■ **AIM OF THE EXERCISE**
Can you reproduce every one of the items below word for word, keeping each line unchanged and in its original order?

#### RAW DATA

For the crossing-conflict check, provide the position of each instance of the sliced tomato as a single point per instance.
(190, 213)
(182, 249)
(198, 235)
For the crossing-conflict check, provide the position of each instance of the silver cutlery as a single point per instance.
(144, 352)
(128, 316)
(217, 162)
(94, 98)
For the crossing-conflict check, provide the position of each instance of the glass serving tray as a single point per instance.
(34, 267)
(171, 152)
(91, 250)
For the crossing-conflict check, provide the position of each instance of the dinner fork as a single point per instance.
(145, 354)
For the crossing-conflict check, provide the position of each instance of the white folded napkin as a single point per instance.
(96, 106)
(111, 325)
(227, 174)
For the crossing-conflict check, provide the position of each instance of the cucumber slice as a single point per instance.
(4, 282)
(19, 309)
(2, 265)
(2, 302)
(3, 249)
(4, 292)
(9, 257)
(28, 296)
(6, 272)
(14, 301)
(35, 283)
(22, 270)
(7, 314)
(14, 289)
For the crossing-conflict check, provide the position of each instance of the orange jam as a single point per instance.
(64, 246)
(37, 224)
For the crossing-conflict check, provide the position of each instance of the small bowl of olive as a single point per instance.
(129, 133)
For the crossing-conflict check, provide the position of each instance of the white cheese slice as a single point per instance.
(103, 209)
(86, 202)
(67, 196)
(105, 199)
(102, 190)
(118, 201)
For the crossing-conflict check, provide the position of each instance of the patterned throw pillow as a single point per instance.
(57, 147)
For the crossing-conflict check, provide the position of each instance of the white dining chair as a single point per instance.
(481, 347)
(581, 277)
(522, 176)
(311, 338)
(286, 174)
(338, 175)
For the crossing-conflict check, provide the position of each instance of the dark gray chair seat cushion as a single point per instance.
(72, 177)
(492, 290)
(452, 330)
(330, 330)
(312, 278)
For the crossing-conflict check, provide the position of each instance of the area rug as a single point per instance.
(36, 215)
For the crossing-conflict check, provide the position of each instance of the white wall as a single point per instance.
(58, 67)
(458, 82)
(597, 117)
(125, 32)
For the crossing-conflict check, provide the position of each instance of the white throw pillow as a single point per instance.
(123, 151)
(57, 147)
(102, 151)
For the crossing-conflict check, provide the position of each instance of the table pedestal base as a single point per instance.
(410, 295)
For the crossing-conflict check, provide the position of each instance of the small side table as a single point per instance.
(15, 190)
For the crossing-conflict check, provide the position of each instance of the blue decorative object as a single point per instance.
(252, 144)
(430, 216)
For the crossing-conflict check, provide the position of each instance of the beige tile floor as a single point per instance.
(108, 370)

########

■ **RESULT OF THE EXERCISE**
For the crossing-conflict check, provide the position of each instance of the sliced tomato as a single point per instance.
(190, 213)
(182, 249)
(198, 235)
For the crossing-conflict check, provide the position of each instance of the silver cutlery as a single point per instance.
(144, 352)
(128, 316)
(217, 162)
(94, 98)
For the crossing-conflict check, provide the position of each instance of the glass serving tray as a single point per instance.
(34, 267)
(171, 152)
(91, 250)
For the crossing-conflict check, provide the position of each instance of the dinner fork as a single point per instance.
(145, 354)
For the crossing-conflict check, provide the position of each instance of the white folded napkin as a single point per instance.
(96, 106)
(111, 325)
(227, 174)
For the crossing-conflict check, provide the position of each instance of the cucumber slice as a single point per instance.
(4, 282)
(19, 309)
(2, 265)
(2, 302)
(3, 249)
(4, 292)
(9, 257)
(28, 296)
(6, 272)
(14, 301)
(35, 283)
(22, 270)
(7, 314)
(14, 289)
For the crossing-conflict check, provide the position of each instance of the orange jam as a single point per instance.
(64, 246)
(37, 224)
For the crossing-conflict check, provide the position of each instance of the small bowl of olive as a single point per instance.
(129, 133)
For the crossing-conflict check, provide the position of each instance of the white cheese slice as a single point per instance.
(103, 209)
(86, 202)
(67, 196)
(105, 199)
(102, 190)
(118, 201)
For the crossing-conflict check, provide the position of each instance of the patterned throw pillow as a single point per instance.
(57, 147)
For the crossing-conflict check, provide the position of each instance of the white dining chair as a single point per instance.
(481, 347)
(581, 277)
(522, 176)
(311, 338)
(286, 174)
(338, 175)
For the crossing-conflict check, provide the position of each instance of the dark gray chair seat cushion as a single point per instance.
(72, 177)
(492, 290)
(452, 330)
(330, 330)
(312, 278)
For the crossing-conflict check, provide the position of each instance of the area rug as a single point per instance.
(36, 215)
For the crossing-conflict check, provide the position of each instance of the white wall as a single point per instance.
(58, 67)
(458, 82)
(597, 117)
(125, 32)
For the crossing-conflict check, provide the position of each instance of the white throw pillow as a single point per instance.
(123, 151)
(57, 147)
(102, 151)
For the crossing-conflict check, provide the position of each instance of the table pedestal base as a single point per instance.
(410, 295)
For the crossing-conflict check, provide the position of each instance of the small side table as a single point per instance.
(15, 190)
For the crossing-conflict check, provide the position of each instance of the blue decorative object as a single point per instance.
(252, 144)
(430, 216)
For the crossing-conflict check, provide the position of each instance of the beige tile floor as a single point per instance.
(108, 370)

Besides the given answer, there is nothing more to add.